--- WORKING DATA ---

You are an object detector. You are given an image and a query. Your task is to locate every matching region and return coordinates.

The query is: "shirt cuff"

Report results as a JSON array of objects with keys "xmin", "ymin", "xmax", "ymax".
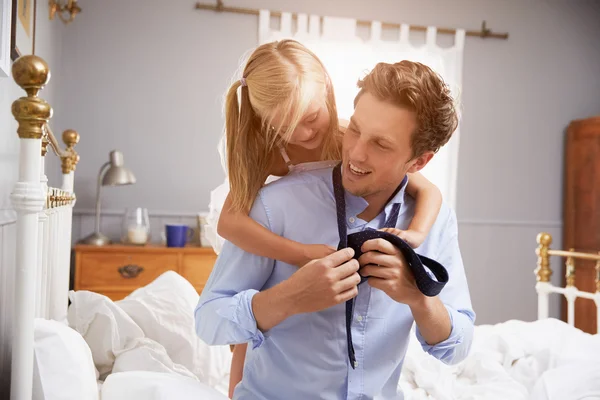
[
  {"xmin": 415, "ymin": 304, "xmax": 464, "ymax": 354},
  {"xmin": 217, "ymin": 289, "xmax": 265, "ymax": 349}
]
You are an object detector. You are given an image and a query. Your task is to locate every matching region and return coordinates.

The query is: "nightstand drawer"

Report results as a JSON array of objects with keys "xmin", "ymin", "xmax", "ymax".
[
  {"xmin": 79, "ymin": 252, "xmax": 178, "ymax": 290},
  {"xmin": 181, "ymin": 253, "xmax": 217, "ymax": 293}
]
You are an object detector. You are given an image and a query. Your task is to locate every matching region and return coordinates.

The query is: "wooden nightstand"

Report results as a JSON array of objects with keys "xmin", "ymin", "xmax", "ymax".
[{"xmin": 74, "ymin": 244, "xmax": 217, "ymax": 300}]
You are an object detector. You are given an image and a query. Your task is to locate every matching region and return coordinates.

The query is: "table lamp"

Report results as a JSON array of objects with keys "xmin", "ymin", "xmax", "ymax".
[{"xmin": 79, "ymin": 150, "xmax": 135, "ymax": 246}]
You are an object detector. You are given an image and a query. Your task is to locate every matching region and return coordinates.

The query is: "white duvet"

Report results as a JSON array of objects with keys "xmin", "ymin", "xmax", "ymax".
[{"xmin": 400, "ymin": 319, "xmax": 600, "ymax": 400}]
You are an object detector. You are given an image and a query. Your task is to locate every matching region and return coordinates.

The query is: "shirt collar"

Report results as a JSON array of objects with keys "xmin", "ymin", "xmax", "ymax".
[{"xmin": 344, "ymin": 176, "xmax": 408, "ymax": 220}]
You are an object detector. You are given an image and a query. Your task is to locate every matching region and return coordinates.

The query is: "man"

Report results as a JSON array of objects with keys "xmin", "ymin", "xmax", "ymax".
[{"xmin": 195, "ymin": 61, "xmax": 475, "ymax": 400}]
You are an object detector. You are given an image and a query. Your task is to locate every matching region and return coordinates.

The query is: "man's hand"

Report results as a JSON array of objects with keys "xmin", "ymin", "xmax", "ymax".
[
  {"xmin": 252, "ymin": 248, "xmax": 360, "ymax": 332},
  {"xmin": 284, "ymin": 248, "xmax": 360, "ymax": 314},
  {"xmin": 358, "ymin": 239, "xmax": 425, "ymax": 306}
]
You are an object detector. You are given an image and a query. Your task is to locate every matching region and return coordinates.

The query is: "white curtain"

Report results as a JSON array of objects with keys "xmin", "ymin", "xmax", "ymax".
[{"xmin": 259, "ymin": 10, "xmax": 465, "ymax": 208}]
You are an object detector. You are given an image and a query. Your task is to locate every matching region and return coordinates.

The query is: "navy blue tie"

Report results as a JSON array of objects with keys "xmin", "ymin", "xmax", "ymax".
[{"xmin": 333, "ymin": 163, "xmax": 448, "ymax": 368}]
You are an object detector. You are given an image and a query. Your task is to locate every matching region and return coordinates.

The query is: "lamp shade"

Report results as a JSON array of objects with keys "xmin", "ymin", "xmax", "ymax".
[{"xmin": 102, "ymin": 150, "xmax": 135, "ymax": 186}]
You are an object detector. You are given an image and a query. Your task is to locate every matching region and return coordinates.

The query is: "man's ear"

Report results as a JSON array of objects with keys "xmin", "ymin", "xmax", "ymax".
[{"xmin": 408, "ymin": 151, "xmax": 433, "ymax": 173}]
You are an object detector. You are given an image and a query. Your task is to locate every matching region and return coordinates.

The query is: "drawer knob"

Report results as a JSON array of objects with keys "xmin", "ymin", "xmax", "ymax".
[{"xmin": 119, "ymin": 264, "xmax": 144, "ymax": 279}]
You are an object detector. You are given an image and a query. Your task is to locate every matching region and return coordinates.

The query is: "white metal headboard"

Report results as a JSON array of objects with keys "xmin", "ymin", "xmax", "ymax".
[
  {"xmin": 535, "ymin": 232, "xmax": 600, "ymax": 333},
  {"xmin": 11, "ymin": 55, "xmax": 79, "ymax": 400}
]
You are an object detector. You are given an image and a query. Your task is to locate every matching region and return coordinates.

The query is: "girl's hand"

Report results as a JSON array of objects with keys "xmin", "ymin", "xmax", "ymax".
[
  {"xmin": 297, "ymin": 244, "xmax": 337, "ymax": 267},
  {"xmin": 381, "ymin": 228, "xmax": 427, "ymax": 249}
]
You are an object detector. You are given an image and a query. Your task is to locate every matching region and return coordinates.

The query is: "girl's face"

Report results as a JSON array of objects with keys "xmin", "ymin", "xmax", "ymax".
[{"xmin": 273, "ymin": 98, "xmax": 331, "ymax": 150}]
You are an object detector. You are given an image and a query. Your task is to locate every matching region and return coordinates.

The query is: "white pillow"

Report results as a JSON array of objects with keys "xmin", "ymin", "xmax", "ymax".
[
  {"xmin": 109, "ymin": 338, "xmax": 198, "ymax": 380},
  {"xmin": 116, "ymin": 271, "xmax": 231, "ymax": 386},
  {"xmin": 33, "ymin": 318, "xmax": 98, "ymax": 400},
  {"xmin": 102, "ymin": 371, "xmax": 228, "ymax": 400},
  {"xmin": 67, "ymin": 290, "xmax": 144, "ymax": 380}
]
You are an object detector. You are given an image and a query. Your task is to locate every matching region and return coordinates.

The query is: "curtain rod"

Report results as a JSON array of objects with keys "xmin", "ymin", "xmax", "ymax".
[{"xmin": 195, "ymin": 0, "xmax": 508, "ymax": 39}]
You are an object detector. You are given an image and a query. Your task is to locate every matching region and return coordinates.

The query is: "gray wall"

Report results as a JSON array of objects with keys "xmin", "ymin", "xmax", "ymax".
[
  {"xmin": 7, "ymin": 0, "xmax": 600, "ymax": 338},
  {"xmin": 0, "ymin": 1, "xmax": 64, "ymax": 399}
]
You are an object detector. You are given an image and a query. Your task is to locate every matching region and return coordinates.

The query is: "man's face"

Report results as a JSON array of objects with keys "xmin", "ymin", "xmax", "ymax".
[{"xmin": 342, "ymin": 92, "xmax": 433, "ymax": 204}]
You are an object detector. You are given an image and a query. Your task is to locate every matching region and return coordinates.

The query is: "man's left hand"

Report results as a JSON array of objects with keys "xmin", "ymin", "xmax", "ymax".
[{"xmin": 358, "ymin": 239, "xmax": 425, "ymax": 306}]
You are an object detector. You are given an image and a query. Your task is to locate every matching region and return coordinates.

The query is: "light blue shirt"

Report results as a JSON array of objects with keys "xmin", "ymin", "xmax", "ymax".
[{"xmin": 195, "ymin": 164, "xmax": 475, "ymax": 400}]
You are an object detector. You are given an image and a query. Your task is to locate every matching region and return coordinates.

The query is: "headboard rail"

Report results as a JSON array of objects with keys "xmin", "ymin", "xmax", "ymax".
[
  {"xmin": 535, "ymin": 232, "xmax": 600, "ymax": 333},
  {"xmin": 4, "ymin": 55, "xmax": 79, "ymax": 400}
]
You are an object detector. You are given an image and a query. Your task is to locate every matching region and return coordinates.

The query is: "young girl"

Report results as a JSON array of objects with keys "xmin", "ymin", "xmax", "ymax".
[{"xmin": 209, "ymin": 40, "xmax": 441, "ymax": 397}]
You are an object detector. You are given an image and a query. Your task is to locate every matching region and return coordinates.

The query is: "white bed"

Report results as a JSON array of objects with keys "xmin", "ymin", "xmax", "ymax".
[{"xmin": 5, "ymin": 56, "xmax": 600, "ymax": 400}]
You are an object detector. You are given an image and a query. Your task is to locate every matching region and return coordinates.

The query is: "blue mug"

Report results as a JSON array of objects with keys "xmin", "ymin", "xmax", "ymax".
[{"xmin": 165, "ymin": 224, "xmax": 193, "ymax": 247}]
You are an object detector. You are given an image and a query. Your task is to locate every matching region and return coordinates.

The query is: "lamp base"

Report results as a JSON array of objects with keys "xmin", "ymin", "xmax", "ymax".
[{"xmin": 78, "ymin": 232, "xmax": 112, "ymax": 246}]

---

PROMPT: How many lines of the data contain the word "hand"? Reply with the number alone.

SOLUTION FOR THIS PROBLEM: 3